● **What is being asked**:
The entries that follow include a run beginning at the line with "Expected behaviour: mark a point on the empty" and ending at the line with "Expected behaviour: mark a point on the wall-mounted"; restate that run word for word and leave the rest out.

● **Data**:
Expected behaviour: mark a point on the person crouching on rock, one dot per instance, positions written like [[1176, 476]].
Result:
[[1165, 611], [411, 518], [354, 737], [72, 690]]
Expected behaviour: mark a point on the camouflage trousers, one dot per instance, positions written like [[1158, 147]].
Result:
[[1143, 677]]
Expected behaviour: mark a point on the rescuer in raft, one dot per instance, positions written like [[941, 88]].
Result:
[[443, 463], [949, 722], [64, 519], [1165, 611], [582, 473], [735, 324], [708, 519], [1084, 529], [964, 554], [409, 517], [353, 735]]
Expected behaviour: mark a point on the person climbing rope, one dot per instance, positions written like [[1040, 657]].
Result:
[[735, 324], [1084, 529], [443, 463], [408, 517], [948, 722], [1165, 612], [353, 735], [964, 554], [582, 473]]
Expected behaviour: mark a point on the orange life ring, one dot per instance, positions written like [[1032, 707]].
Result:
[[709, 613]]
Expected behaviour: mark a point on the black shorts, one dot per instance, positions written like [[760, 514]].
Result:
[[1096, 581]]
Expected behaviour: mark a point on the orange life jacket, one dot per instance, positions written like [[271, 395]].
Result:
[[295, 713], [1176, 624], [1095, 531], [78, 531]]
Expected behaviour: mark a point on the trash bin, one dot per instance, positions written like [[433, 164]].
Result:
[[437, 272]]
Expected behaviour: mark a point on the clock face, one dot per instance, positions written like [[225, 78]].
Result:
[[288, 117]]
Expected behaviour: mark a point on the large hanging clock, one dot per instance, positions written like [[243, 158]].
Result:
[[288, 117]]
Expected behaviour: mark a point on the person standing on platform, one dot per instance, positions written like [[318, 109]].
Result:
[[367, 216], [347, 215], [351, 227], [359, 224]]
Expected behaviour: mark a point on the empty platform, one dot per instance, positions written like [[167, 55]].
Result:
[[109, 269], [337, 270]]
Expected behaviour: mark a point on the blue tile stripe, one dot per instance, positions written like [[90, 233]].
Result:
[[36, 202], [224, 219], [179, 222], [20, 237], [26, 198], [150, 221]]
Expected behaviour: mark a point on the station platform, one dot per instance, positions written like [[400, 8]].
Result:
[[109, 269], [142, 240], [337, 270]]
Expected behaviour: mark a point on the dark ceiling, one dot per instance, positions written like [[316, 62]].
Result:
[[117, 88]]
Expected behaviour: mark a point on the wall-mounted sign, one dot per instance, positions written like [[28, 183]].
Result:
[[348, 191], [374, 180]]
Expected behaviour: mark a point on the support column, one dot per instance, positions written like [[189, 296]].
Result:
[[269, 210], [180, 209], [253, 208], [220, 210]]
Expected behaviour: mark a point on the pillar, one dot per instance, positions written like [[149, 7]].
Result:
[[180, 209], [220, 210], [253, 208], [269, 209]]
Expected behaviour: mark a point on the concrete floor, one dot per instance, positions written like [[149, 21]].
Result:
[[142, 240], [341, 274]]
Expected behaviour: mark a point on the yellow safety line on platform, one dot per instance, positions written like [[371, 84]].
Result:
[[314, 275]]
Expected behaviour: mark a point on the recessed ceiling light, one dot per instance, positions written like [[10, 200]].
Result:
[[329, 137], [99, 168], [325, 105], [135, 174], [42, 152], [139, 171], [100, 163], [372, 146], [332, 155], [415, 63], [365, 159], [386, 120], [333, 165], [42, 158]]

---

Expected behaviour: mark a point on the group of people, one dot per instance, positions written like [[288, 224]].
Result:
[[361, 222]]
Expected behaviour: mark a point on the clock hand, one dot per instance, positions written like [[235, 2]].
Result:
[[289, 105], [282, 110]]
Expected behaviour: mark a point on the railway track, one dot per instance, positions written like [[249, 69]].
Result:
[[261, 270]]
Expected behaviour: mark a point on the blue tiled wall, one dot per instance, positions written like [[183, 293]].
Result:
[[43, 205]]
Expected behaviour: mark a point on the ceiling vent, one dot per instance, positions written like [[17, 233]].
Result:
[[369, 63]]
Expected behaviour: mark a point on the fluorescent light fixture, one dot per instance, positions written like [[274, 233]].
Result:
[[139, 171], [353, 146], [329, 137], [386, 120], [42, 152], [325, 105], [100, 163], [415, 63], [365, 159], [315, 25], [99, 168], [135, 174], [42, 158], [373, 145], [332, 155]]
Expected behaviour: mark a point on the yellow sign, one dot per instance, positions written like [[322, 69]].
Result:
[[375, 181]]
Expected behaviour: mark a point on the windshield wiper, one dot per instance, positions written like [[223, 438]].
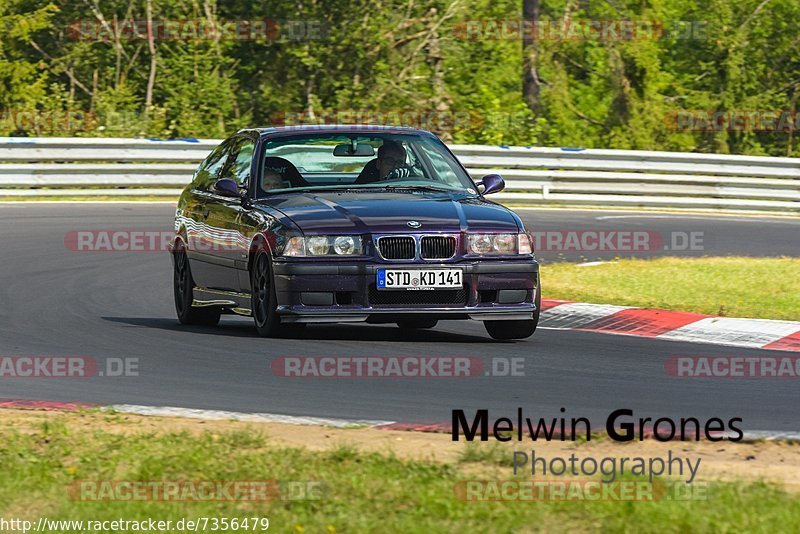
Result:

● **Exercise result**:
Expected behaviour: mark a point on the empty platform, one dot per instance, positions written like [[167, 55]].
Result:
[[109, 269], [337, 270]]
Expected behaviour: mark a point on the blue tile stripe, one dot per instance, positions written like [[90, 233]].
Result:
[[36, 202], [224, 219], [179, 222], [20, 237], [26, 198], [150, 221]]
Expected behaviour: mark a point on the station platform, one dot per instance, positions written like [[400, 8]].
Result:
[[109, 269], [142, 240], [337, 270]]
Expected behaviour: mark a point on the dark ceiling, one dot per instance, positions written like [[316, 62]].
Result:
[[117, 88]]
Expected behaviour: mark a point on the wall-mounted sign, one dot per instance, positions written like [[28, 183]].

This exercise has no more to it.